**STUDY TEXT**:
++++++

It’s for your own good. Really.

I’ve had estates in which the family didn’t walk away. It’s traumatic for the family and (please don’t be offended) it’s pencil-to-the-eyes frustrating for us. (Think mother-in-law advising you on how to raise your kids level of frustration.)

Why should I walk away? I mean, it’s my family’s stuff, right? Shouldn’t I guide the process, give input, and monitor the goings on?

No.

But…

Nope.

Shouldn’t I…

I said, no.

Why not?

There is no nice way to say this, so I’ll just lay it out there:
You don’t want to see what we are going to do to your loved one’s house and the items in it. Period.

Witnessing the mass chaos that will temporarily ensue is tantamount to watching your own surgery. And have you ever watched, saaay…a knee surgery? Thanks to some ghoulish knuckleheads and the miracle of YouTube (and if you’ve got 30 minutes you don’t mind losing) you can gawk at the carnage that animates most operating rooms.

Knee replacement surgery is one of the many modern medical miracles that I’m probably going to be the beneficiary of one day. But that doesn’t mean I want to watch. Trust me, anesthesia isn’t administered just so you won’t feel pain. They give you the mask of happiness with a narcotic chaser in your IV for the sole purpose of rendering you oblivious to the sawing, pounding, and Guns and Roses screeching in the background. Your knocked unconscious so they can filet you and do their job with unapologetic ferocity (aka, a ball peen hammer). It’s how things like knee surgery get done.

We won't go through your house wielding one of these. Promise.

We won’t go through your house wielding one of these. Promise.

++++++

**INPUT DATA**:
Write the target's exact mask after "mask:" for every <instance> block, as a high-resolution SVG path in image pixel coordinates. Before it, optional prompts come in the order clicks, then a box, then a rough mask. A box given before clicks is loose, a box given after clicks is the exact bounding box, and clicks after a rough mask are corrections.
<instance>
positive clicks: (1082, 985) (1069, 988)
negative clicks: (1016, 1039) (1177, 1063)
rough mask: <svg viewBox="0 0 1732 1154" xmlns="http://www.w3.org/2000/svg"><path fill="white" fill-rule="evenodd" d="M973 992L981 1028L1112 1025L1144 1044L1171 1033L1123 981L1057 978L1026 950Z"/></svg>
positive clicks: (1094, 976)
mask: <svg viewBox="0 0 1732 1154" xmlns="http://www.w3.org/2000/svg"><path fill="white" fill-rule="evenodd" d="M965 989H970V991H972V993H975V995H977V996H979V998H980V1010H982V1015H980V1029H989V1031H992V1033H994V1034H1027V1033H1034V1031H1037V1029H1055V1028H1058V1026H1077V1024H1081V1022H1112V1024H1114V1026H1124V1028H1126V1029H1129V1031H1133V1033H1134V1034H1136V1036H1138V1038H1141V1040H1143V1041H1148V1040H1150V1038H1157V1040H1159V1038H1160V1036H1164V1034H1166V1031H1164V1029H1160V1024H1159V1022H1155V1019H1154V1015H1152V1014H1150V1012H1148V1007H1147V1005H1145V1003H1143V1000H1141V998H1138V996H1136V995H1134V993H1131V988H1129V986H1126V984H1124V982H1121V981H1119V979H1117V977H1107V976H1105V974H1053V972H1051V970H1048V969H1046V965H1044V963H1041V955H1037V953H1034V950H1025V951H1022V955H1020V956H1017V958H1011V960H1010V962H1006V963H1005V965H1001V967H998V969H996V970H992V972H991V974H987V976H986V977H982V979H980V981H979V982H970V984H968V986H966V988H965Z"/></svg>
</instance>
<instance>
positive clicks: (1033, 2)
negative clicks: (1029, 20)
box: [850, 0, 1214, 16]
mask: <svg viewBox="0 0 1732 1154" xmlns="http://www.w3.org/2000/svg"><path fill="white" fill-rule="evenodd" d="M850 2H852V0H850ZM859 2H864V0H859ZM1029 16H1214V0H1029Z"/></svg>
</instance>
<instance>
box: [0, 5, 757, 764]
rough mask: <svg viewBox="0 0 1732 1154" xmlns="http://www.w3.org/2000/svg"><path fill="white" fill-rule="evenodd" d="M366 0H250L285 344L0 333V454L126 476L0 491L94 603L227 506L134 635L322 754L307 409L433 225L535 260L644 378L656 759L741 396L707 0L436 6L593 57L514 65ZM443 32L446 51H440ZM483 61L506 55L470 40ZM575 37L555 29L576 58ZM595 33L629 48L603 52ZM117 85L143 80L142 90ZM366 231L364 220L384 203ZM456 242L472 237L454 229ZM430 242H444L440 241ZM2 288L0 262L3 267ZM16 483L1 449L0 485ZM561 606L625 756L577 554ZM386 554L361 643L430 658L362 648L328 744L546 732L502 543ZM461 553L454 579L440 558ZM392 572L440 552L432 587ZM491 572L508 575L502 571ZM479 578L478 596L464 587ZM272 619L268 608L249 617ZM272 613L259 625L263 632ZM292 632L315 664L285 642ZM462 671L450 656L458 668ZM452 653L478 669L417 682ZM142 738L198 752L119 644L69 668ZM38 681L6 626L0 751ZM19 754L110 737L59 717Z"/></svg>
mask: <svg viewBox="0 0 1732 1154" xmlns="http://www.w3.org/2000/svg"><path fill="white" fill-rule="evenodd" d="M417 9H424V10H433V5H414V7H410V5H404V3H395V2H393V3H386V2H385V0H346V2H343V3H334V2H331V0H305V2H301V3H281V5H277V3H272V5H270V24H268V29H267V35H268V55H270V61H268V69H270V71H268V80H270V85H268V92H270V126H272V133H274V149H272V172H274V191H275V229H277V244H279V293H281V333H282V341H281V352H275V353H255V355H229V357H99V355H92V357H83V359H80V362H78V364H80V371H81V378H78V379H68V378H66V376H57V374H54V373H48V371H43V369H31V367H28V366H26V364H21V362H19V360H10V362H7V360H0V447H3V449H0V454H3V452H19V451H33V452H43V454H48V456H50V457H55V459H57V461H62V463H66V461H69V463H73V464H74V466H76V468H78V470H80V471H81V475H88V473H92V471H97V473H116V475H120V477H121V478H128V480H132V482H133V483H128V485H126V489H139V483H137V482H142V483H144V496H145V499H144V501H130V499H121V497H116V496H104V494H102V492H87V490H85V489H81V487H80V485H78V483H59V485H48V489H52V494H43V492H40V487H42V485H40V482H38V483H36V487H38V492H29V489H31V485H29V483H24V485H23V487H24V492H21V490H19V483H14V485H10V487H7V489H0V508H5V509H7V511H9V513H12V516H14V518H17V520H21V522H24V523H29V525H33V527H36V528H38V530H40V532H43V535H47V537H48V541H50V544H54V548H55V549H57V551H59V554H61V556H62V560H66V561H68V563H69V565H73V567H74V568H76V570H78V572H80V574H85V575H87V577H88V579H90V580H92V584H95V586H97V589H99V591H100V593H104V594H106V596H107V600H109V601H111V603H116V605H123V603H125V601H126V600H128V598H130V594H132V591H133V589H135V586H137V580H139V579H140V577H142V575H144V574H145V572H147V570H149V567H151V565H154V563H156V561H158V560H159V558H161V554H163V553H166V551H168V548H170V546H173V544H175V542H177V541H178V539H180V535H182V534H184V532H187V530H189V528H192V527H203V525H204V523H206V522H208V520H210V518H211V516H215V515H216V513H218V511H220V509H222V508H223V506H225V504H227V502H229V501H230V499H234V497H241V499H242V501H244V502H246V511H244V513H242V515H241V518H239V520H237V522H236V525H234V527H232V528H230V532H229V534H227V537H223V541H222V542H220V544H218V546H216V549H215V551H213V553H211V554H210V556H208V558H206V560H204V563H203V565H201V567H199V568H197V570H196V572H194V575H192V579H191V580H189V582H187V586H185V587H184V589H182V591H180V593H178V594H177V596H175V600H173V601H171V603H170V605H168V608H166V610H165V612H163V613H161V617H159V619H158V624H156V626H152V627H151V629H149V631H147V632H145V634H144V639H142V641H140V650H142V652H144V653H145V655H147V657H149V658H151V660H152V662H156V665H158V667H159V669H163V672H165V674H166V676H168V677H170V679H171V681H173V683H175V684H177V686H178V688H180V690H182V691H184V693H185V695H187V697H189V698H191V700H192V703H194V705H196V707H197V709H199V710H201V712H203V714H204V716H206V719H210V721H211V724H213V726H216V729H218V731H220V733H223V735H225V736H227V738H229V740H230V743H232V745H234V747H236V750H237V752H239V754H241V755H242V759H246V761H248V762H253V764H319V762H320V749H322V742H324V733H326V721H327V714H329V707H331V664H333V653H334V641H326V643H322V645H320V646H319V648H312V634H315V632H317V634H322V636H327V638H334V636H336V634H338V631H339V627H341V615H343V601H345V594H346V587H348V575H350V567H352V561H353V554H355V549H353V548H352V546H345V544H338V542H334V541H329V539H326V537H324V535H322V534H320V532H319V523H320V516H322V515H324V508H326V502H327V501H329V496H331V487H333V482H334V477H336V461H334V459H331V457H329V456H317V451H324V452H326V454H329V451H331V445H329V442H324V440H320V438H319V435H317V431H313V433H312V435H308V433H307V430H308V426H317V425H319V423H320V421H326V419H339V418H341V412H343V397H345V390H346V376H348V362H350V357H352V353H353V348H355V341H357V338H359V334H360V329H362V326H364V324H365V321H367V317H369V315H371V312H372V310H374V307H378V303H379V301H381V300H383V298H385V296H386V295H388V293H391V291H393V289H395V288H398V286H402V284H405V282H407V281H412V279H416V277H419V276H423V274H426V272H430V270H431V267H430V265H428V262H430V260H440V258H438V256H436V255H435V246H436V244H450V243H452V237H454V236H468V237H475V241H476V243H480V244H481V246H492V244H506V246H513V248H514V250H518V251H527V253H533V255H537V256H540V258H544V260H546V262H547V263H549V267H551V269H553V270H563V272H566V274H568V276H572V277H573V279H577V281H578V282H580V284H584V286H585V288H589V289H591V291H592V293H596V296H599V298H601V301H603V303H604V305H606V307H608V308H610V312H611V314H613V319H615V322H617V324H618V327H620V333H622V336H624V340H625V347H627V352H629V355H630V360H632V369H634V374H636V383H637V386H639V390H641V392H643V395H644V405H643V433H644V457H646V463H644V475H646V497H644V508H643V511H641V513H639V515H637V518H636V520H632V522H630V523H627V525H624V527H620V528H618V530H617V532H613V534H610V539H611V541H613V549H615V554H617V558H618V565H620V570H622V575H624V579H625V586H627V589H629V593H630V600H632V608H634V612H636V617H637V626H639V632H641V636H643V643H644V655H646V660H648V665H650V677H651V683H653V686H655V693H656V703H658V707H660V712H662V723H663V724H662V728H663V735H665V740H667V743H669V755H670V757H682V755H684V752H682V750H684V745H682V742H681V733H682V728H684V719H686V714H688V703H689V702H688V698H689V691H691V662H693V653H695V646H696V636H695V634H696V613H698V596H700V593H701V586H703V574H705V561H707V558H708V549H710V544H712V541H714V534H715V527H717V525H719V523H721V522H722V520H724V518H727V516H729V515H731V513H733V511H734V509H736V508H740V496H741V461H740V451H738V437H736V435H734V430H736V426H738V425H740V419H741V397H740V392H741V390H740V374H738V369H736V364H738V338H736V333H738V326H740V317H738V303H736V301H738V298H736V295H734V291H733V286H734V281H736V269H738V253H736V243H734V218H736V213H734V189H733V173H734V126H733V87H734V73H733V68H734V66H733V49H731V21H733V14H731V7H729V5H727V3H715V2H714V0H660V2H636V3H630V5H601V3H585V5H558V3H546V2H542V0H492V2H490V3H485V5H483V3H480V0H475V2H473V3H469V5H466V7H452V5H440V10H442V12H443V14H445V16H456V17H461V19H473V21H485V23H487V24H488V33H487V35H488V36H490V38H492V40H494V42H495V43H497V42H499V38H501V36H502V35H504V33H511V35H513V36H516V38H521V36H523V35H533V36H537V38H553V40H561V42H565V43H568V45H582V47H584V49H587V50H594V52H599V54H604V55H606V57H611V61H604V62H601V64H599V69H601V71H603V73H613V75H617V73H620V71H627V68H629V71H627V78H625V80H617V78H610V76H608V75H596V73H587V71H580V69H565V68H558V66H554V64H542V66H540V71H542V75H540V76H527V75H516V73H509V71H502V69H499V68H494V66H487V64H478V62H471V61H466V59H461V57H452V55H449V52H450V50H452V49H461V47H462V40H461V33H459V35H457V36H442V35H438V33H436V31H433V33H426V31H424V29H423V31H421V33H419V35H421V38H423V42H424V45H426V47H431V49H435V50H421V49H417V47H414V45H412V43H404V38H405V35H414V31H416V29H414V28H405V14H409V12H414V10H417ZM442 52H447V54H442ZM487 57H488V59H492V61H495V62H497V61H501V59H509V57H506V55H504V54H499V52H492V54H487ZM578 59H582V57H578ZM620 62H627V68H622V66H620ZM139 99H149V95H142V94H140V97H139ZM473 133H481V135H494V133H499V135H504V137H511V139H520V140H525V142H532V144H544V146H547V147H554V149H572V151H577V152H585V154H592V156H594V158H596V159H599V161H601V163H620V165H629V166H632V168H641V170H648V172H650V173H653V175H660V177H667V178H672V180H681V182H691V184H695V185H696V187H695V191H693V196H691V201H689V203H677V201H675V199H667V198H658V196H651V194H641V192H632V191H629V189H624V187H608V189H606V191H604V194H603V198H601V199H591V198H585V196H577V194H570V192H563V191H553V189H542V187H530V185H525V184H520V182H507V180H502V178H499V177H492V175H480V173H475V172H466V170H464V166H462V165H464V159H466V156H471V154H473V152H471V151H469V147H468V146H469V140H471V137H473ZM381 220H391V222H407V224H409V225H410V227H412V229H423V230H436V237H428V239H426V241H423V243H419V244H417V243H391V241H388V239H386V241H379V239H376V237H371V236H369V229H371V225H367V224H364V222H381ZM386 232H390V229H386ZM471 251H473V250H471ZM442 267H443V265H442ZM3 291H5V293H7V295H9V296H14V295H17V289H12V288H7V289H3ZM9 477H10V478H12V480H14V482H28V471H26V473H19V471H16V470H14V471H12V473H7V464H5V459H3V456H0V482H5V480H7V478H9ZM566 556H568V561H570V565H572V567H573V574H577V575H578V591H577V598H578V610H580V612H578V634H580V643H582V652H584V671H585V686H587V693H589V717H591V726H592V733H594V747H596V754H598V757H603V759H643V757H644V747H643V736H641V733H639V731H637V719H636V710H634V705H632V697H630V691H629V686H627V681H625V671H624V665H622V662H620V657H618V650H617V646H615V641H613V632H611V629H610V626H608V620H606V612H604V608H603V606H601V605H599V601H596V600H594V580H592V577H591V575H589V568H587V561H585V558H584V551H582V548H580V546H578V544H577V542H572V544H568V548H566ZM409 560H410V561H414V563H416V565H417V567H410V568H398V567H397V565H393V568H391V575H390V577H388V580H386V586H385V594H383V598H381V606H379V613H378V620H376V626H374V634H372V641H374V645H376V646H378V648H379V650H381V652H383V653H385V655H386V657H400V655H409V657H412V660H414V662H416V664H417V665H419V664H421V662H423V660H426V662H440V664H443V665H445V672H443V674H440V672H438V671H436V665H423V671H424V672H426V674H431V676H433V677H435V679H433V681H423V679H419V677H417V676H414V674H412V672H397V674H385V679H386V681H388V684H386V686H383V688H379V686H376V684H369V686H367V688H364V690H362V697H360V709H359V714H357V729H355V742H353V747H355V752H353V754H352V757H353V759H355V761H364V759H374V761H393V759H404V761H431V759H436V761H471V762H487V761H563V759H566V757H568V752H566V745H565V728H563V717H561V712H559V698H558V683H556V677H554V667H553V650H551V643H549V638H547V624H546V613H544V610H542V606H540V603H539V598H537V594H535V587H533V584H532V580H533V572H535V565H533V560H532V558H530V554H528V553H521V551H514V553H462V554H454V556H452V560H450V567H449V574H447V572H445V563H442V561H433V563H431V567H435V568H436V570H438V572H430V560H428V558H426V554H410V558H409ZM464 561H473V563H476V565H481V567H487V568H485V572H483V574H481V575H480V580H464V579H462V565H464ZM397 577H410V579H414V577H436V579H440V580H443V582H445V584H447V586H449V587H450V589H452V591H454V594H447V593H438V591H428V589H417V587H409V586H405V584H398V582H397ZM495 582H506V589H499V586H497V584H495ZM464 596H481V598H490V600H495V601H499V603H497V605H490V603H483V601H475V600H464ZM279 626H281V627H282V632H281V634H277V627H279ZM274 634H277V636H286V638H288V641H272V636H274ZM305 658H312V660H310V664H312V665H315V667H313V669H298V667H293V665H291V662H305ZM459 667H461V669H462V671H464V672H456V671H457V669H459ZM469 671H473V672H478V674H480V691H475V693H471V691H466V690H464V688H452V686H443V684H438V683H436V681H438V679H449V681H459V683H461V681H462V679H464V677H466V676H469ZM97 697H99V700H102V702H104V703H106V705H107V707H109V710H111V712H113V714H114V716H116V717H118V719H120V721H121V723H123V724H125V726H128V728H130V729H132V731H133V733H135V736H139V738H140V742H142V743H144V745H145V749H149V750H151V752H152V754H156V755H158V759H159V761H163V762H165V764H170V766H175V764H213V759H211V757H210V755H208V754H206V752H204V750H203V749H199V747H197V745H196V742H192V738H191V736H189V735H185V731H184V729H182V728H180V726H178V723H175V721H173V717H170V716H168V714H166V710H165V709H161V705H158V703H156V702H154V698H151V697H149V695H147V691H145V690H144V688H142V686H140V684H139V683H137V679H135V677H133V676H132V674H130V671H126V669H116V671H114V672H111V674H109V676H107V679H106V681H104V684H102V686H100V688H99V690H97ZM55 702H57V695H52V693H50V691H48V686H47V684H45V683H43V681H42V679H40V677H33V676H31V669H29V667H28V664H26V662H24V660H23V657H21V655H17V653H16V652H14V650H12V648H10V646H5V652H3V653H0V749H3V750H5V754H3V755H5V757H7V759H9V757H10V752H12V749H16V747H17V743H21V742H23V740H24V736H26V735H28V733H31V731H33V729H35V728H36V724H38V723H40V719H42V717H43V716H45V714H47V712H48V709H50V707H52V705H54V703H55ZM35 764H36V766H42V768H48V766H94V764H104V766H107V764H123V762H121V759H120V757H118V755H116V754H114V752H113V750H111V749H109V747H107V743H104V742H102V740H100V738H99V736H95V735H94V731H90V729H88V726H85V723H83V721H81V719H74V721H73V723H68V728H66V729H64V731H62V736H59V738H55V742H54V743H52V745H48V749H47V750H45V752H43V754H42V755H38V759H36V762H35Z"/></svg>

++++++

**REQUIRED WORK**:
1) Answer these questions about the text about families walking away, one line per answer, marked (a), (b), (c).
(a) What level of frustration does the writer compare the family's presence to?
(b) How long does the text say you might lose watching knee surgery on YouTube?
(c) What band is named as screeching in the background during surgery?
2) Reproduce the part of the text about families walking away that opens with "There is no" and closes with "most operating rooms.".
3) Carry on writing the text about families walking away from where it stops.

**RESPONSES PER TASK**:
1)
(a) A mother-in-law advising you on how to raise your kids.
(b) 30 minutes.
(c) Guns and Roses.

2)
There is no nice way to say this, so I’ll just lay it out there:
You don’t want to see what we are going to do to your loved one’s house and the items in it. Period.

Witnessing the mass chaos that will temporarily ensue is tantamount to watching your own surgery. And have you ever watched, saaay…a knee surgery? Thanks to some ghoulish knuckleheads and the miracle of YouTube (and if you’ve got 30 minutes you don’t mind losing) you can gawk at the carnage that animates most operating rooms.

3)
After you’re finished being the unwitting victim of some pretty heinous violence (on your behalf, mind you), the doc will walk into your recovery room all grins while he tells you it went swimmingly. And you giggle and grin back and wax with eloquent gratefulness. (Actually, the drug-on-demand controlled by the button the nurse taped to your hand is really doing the talking for you. After they take it away in a few days you’ll feel vaguely violated, more than a little sore, and wondering why Welcome to the Jungle keeps running through your head.)

My point (yes, I have one) is that we in the estate business are a bit like those over zealous docs in the OR. We’ve got a job to do and, trust me, you don’t want to be there when we do it.

For starters, we are going to filet go through every nook and cranny of the estate as we sort and organize. If there are any secrets left behind, we’ll find them. (Don’t worry, I used to be a bartender so I’m good at keeping things on the down-low.)

The house will, at times, look like it was the location of a week long frat party. The fact of the matter is, we trash houses as we work in order to make them look fabulous for the sale.

Your loved one’s furniture will have impersonal price tags on them. (And you’ll think the price isn’t nearly high enough, but it is.)

There will be things you think are precious that stand a good chance of ending up in the trash bin.

In short, we will rummage, rearrange, and toss the estate unapologetically and unemotionally. Having you walk in and cry over grandpa’s tools in the garage doesn’t help either of us. That is why we stress the importance of walking away. Besides, odds are you’ve probably got more than enough to deal with already. Let us be the heavy on this one.

If I’m coming across as having a less than stellar bedside manner, my apologies. I’m a specialist, and we all know how aloof and impersonal specialists can be, right?

OK, not all specialists are aloof curmudgeons.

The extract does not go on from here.